Records for the task –
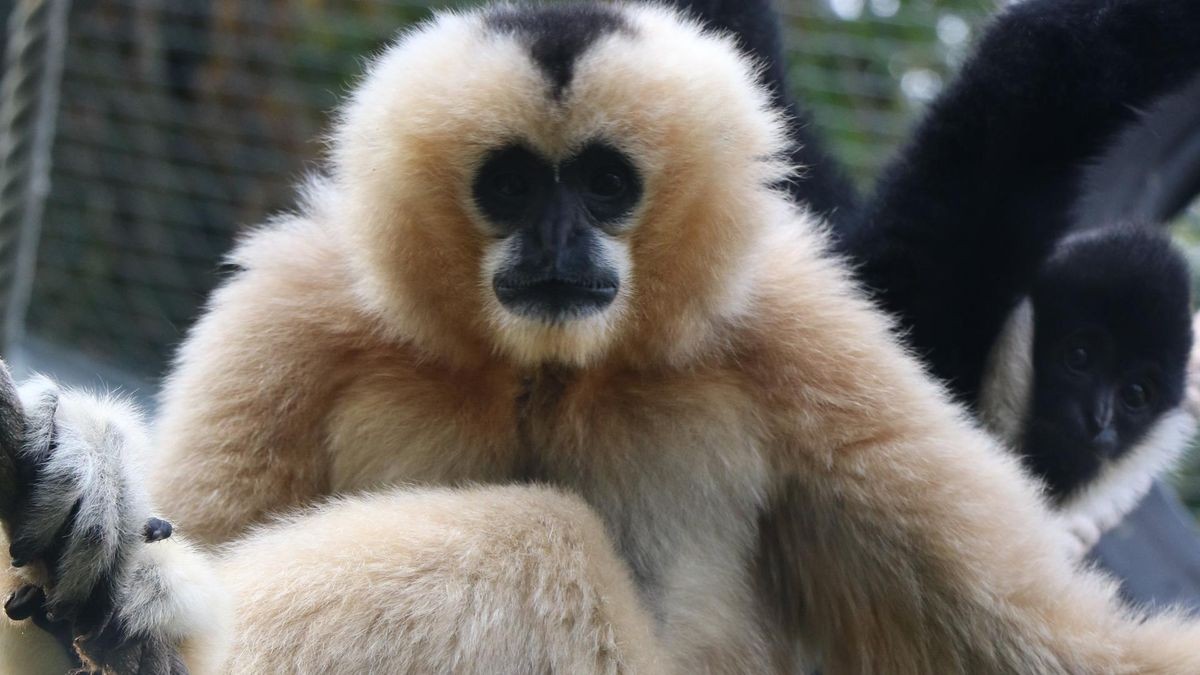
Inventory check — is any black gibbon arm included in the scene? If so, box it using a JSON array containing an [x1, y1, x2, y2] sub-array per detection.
[[846, 0, 1200, 401]]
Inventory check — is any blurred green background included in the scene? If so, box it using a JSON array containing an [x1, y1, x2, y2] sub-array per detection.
[[9, 0, 1200, 504]]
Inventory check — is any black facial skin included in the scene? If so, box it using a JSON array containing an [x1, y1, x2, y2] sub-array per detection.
[[473, 142, 642, 323], [1022, 231, 1192, 500]]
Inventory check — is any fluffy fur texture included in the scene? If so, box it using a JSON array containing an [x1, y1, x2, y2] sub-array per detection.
[[841, 0, 1200, 404], [7, 6, 1200, 673], [0, 375, 229, 674], [673, 0, 862, 222], [689, 0, 1196, 547], [1075, 76, 1200, 228]]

What to produce – How many of the lines above contain the string "black", matching case exactly? Reply with the number alone.

Response for this exercise – 2